→ **YOUR ASSIGNMENT**
Each entry is to be restated word for word, with nothing omitted.

→ **RECORDS**
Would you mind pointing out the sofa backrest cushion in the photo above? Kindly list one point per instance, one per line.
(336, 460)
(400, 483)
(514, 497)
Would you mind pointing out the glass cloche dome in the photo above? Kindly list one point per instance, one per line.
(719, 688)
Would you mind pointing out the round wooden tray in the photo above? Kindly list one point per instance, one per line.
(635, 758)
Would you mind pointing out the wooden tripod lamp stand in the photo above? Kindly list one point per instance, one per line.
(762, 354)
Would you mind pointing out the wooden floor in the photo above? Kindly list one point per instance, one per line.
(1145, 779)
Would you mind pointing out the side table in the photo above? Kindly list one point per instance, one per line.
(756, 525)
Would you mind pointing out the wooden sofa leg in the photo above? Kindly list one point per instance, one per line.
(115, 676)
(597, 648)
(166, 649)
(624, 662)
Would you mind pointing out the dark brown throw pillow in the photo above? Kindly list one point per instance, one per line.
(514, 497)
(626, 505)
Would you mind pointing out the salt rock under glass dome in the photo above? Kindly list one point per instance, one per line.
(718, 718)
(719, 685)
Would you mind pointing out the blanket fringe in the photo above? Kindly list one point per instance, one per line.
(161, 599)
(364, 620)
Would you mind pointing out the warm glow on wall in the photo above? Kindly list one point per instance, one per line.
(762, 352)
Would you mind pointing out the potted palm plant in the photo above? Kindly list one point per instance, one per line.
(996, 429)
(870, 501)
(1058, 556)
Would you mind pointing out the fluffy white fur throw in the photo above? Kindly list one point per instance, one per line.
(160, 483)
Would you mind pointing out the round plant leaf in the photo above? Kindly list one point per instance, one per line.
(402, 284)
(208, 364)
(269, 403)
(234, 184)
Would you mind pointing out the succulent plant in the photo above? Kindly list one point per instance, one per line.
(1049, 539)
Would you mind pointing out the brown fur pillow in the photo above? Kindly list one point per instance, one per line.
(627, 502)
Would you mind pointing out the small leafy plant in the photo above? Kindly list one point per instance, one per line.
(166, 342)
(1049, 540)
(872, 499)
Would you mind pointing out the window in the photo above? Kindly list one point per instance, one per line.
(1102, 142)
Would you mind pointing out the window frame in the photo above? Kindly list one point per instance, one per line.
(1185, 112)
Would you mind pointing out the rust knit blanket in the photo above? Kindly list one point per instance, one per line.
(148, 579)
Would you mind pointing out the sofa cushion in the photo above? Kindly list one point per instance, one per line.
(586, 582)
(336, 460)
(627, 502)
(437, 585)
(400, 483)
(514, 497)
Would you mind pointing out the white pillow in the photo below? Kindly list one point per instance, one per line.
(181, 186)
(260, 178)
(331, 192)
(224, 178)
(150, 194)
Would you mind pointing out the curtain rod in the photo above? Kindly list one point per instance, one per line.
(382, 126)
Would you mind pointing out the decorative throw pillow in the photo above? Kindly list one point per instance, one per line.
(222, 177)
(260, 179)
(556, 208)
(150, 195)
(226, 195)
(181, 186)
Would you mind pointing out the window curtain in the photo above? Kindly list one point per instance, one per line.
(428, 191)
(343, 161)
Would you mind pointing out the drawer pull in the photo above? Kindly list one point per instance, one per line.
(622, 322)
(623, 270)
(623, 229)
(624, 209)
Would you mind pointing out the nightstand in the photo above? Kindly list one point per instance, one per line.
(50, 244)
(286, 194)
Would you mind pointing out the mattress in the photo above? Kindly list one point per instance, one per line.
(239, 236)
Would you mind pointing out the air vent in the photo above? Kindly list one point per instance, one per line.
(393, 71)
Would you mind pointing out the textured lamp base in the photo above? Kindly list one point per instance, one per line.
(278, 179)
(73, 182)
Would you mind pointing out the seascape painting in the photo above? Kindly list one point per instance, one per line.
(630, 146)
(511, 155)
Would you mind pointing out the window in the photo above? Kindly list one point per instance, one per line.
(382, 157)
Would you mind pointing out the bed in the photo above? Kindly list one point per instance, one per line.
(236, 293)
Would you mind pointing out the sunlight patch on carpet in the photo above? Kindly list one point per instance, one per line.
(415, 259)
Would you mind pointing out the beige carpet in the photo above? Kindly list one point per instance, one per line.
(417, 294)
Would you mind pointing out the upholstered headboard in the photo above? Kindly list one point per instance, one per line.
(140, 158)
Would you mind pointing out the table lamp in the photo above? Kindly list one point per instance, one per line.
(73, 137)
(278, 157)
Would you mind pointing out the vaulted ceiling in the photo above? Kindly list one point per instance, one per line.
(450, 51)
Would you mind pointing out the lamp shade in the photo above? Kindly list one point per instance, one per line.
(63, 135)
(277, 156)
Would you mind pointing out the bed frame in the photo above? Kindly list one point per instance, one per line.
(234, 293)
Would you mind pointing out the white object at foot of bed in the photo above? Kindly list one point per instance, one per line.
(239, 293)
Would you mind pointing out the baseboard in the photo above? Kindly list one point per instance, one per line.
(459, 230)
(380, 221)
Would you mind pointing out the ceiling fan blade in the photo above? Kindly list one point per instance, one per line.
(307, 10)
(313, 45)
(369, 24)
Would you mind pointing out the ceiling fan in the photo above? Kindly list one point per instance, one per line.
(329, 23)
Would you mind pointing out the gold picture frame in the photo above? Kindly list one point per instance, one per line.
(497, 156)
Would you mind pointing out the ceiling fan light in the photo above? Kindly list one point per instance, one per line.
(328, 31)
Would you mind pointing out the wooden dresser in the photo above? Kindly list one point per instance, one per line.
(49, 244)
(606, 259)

→ **EXERCISE RESULT**
Would you mind pointing out the sofa backrest cushion in the photo above? Kindly list one point per instance, one per line.
(336, 460)
(400, 483)
(514, 497)
Would you mind pointing out the glass cloche dome in the photo above? Kindly list one point per instance, one per line.
(719, 688)
Would you mind pointing out the round wooden tray in the photo above? Kindly list one point per instance, one per line.
(635, 758)
Would you mind pointing out the wooden tripod lamp stand in the photo above? Kindly list one point per instance, one per line.
(762, 354)
Would you mind pointing out the wooden floor in the photo above? Kindly list one point per instance, one per line.
(1145, 779)
Would you mind pointing out the side table in the photo above? Kindly list one point per instance, one per line.
(756, 525)
Would you mind pointing out the wooden sofa leg in the photo above? Kindly list one point per instance, one per line.
(115, 676)
(597, 648)
(166, 649)
(624, 662)
Would you mind pointing out the dark brown throw pillow in the photo above? Kindly list one point per instance, one per line.
(514, 497)
(626, 505)
Would you mind pointing out the salt rock under glass dome in the photo above? Kindly list one point per instance, one per line.
(718, 718)
(719, 685)
Would you mind pointing out the blanket fringe in the photo above? Kindly list one point per instance, one per line.
(161, 599)
(364, 620)
Would you mind pointing out the warm glow on wall in the photo above? Kindly list one point per instance, one per line.
(762, 352)
Would you mind pointing out the potted palm plant in the photo above? Kindly list one point per instance, one per line.
(996, 429)
(870, 501)
(1058, 556)
Would you mind pointing out the fluffy white fur throw in the photo above? Kindly list one point per instance, one per line.
(160, 483)
Would you mind pointing out the round plant leaf in the photo above? Kindly list one point per instance, one per line.
(402, 284)
(208, 364)
(269, 403)
(234, 184)
Would you mind pointing out the succulent plant in the photo above? Kindly list one point per instance, one per line.
(1049, 539)
Would you mind pointing out the brown fur pillow in the photo above? Kindly list one point per instance, one per line.
(627, 502)
Would you mind pointing out the small leafy plant in the photo above? Kindly list one point per instance, one per line.
(166, 342)
(1049, 540)
(872, 499)
Would you mind pointing out the window in the photo above? Kindly list one point per instance, one per line.
(1102, 142)
Would you mind pointing out the window frame in the photo above? Kindly list one point per instance, one per line.
(1185, 112)
Would you mind pointing out the rust knit blanket in the photo above? Kindly list one point per instance, one per line.
(148, 579)
Would you mind pointing out the sofa cushion in the photo above? Kindly list one point per instance, one per line.
(586, 582)
(336, 460)
(627, 502)
(437, 585)
(400, 483)
(514, 497)
Would you mind pointing out the white pillow in the photo below? Kindly list one point per instance, one per line.
(181, 186)
(260, 178)
(331, 192)
(224, 178)
(150, 194)
Would you mind pointing out the curtain rod in the photo above? Kindly list one point per instance, one per line.
(382, 126)
Would you mind pointing out the decorative throw pillow in the photo above? Kindly list one point per instance, one per line.
(222, 177)
(260, 179)
(556, 208)
(150, 195)
(226, 195)
(181, 186)
Would you mind pointing out the window curtain in the photo above? Kindly list one point per instance, one per line.
(428, 191)
(343, 161)
Would you mind pointing out the drawer pull in the photo above? Kindly list one point per instance, one per line.
(622, 322)
(623, 270)
(623, 229)
(624, 209)
Would you mind pointing out the nightstand in the photo above? Kindly list one point per instance, one per line.
(50, 244)
(286, 194)
Would you mind pointing out the mattress in the photo above? Kindly list one point per instance, one per line.
(239, 236)
Would you mind pointing out the air vent in the photo above? Kindly list one point per instance, one per line.
(393, 71)
Would you mind pointing out the textured lamp base in the photo above? Kindly list one point per instance, one per line.
(278, 179)
(73, 182)
Would you mind pointing out the seascape painting in the photo above? Kindly list one point per instance, one per line.
(630, 146)
(511, 155)
Would you mind pointing out the window in the photo above? Kindly list one point per instance, one per line.
(382, 157)
Would you mind pointing out the bed in the photo above? Kindly list one point per instance, one per line.
(236, 293)
Would you mind pointing out the sunlight patch on carpet in the photo above? Kindly list one point per instance, one per line.
(415, 259)
Would you mind pointing out the beige carpet in the photo above? Kindly list one point per instance, one per line.
(417, 294)
Would you mind pointing out the upholstered headboard in the photo above? Kindly list one point per instance, one per line.
(140, 158)
Would you mind pointing out the table lamp in the photo above? Kindly list one point per instance, one per line.
(73, 137)
(278, 157)
Would you mind pointing out the vaulted ceiling in the photo above? Kindly list one point per instance, one per line.
(450, 51)
Would you mind pointing out the lamp shade in the photo above? Kindly list one point per instance, one per line.
(63, 135)
(277, 156)
Would you mind pointing out the bed frame in the photo above? Kindly list one point per instance, one per line.
(234, 293)
Would you mind pointing out the white object at foot of bed in the photo above? Kindly list one point per instance, one per line.
(239, 293)
Would you mind pointing out the baseboard in the photo above? Kindly list one point per instance, one per line.
(459, 230)
(380, 221)
Would you mind pointing out the ceiling fan blade in the photo above? Kindly list one point per instance, one per line.
(307, 10)
(313, 45)
(369, 24)
Would you mind pointing out the ceiling fan in the photo above? Kindly list one point per instance, one per line.
(329, 23)
Would you mind pointing out the gold picture frame in the photo above? Kindly list one point per instance, one per line.
(497, 156)
Would you mind pointing out the ceiling fan light in the photo above? Kindly list one point per instance, one per line.
(328, 31)
Would you mind pointing out the wooden dresser in the photo above? Kindly list one point per instance, one per line.
(49, 244)
(606, 259)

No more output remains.